Ettinger was known to undertake price tag assaults on nearby Palestinian villages. On 7 January 2014, he and a band of between 8 and 10 other settlers were surrounded and detained at Qusra, which had already lost half of its land to Israeli settlements, had hundreds of olive trees destroyed, 18 sheep killed and 6 cars torched. Settlers at the Esh Kodesh outpost had planted olive trees on privately owned Palestinian land, and the Israeli civil administration had them removed. From 20 to 30 youths set out to attack Palestinian villages in protest at the army's action. On descending a hill, while "stoning" farmers and damaging olive trees at Qusra, they were cornered, and either "retreated" or were "pushed" into a partially built local house. Village elders ensured their safety for 2 hours until a Palestinian liaison officer contacted the IDF which sent a platoon to escort them out of the village. The group said they were on a harmless unarmed hike in the hills when assaulted by Palestinians. A prayer leader of the local mosque replied that they were masked and armed with pipes and clubs, showing a reporter a sledgehammer. (Note: Shalom and Levy report that the group was "beaten to a pulp" before being handed over to the Israeli authorities. Published photos show Ettinger smiling. He claimed he had been struck on the head with a boulder.) A week later, on 15 January, the door of a mosque nearby was set alight after being daubed with graffiti reading "Blood for blood, Qusra". Ettinger laid the blame for the incident on the army for refusing to allow them to carry weapons, commenting:
"Sometimes there are also losses in a war, but our miracle was not due to the army, but due to God... We acted with tremendous courage, but because of the conditions in the field, the numerical advantage of the Arabs around us and the negligence of the army, who won't let us possess arms, we realized that the battle was lost, we suffered injuries and were trapped inside the house."
The rabbis behind the Hilltop Youth argue that Jewish redemption must be positively assisted by acts to help bring it about. (Note: "If we see that there is a government that gets in the way of carrying out our mission..we must think about how to overthrow the regime that interferes with the rebuilding of the Temple, that stands in the way of the true and complete redemption.") The Hilltop Youth is a radical group believed to be responsible for an arson attack on the Christian Church of the Multiplication of the Loaves and Fishes on the 17 July 2015. Some in Israel regard them as a Jewish version of ISIS. (Note: "Some in Israel refer to them in disgust and horror as "Jewish ISIS", and while there's a great distance between Al Baghdadi's practice of beheading, burning alive, and massacring thousands of people and the violence of extreme members of Hilltop Youth, there is indeed a deep connection between the two phenomena.") Orthodox settlers speak of them as "hotheads", with some rabbis, among them the West Bank settlement leader rabbi Ezra Tubi, stating that, while troublemakers, these youths were correct in their belief that the West Bank formed an integral part of Biblical Israel, a territory Jews were entitled to claim possession because it was a right given to them by God.

====

Written problem – Shorten the paragraph of the Hilltop Youth text that starts "The rabbis behind the Hilltop Youth" into a short bulleted list, keeping its main facts. The listing that comes next has nothing to do with the Hilltop Youth text.

====

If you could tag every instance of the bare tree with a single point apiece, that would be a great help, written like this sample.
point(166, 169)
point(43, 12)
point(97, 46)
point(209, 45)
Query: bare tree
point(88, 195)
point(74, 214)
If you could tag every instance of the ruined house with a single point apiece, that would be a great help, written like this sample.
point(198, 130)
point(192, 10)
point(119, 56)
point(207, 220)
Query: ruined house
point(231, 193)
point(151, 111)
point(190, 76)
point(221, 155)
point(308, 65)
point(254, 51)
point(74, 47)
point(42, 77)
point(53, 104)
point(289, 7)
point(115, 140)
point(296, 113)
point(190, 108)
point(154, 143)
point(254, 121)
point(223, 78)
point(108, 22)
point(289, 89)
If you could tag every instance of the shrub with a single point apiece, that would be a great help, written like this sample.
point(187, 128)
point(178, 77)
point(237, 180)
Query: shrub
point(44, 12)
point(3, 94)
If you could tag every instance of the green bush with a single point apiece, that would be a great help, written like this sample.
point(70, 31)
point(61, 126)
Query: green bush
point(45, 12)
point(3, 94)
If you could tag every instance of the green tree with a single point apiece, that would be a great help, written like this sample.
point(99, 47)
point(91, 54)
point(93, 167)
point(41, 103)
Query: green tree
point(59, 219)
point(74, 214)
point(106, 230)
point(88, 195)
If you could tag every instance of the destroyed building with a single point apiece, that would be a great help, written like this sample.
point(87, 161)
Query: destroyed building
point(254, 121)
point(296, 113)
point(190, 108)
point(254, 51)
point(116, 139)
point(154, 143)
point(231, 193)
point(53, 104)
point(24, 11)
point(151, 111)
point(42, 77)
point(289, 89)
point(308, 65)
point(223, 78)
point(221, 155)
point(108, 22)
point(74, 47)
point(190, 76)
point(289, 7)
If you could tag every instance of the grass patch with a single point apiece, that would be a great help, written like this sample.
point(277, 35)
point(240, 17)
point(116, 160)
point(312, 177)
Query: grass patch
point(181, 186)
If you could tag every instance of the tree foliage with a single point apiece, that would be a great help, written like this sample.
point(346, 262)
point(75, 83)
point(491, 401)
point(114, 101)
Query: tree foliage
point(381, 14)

====

Finished task –
- The rabbis behind the Hilltop Youth argue that Jewish redemption must be actively helped along by acts that bring it about.
- The Hilltop Youth is a radical group believed responsible for the July 17, 2015 arson attack on the Christian Church of the Multiplication of the Loaves and Fishes.
- Some in Israel regard them as a Jewish version of ISIS.
- Orthodox settlers call them "hotheads."
- Some rabbis, including West Bank settlement leader rabbi Ezra Tubi, call the youths troublemakers. These rabbis also say the youths are right that the West Bank is an integral part of Biblical Israel, which Jews may claim as a God-given right.